Study material:

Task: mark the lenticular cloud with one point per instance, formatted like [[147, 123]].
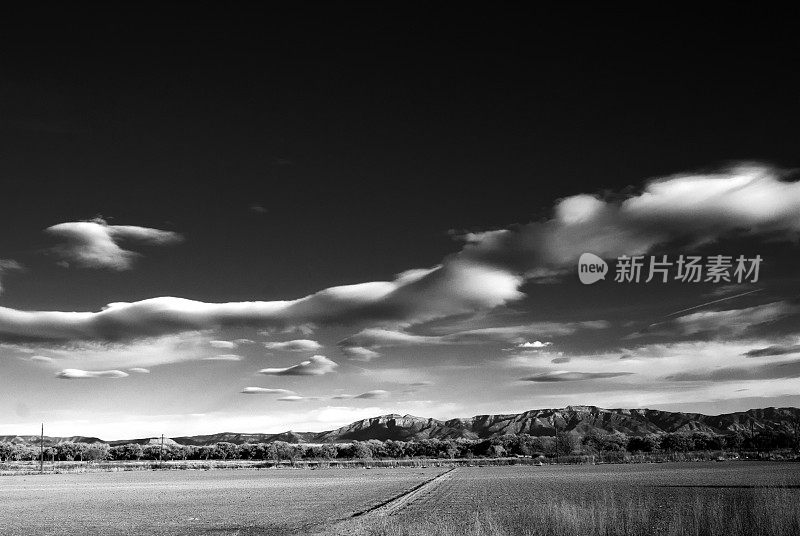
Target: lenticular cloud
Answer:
[[78, 374]]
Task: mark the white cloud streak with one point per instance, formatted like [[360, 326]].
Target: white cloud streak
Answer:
[[95, 243], [78, 374], [317, 365]]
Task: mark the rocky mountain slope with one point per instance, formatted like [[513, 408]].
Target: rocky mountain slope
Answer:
[[540, 422]]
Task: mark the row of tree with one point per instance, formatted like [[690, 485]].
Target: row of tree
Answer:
[[561, 444]]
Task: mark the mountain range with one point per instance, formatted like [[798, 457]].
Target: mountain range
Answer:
[[579, 420]]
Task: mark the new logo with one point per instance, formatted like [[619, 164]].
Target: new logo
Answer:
[[591, 268]]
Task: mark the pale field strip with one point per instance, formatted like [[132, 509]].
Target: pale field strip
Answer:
[[390, 507]]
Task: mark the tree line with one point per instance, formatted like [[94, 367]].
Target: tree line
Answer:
[[562, 444]]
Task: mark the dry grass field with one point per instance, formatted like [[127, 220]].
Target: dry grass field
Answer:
[[732, 498], [696, 499], [218, 502]]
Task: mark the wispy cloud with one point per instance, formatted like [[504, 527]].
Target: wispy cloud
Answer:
[[223, 357], [266, 391], [369, 395], [95, 243], [78, 374], [314, 366], [773, 350], [223, 344], [297, 345], [567, 376]]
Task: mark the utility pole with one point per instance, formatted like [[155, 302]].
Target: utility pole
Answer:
[[41, 451]]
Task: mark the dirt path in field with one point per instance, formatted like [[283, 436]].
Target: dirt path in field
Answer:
[[388, 508]]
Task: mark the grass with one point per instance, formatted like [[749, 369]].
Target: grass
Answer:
[[765, 512]]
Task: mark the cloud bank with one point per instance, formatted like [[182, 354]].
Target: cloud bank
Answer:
[[317, 365], [298, 345], [95, 243], [78, 374]]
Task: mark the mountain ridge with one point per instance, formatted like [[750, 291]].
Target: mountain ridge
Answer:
[[578, 420]]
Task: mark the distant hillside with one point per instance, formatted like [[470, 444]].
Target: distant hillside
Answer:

Work to be completed:
Which of the lines above hold the word "logo"? Copy each one.

Exercise solution:
Task: mark the new logo with one point per instance, formatted like [[619, 164]].
Target: new logo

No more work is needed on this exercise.